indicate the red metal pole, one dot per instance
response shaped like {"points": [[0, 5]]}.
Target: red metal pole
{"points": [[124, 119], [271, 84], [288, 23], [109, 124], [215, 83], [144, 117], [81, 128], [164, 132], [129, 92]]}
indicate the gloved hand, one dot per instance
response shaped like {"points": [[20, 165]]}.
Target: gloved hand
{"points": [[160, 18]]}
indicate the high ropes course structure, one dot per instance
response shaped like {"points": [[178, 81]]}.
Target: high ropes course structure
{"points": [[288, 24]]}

### What to produce
Quote the rows from the line containing "indicate the gloved" through the end of the rows, word for word.

### Exercise output
indicate the gloved hand, one dot per instance
response shaped like {"points": [[20, 165]]}.
Target: gloved hand
{"points": [[160, 18]]}
indicate the high ropes course structure, one dot per instance
response shaped like {"points": [[178, 81]]}.
Target: high ropes course structure
{"points": [[288, 24]]}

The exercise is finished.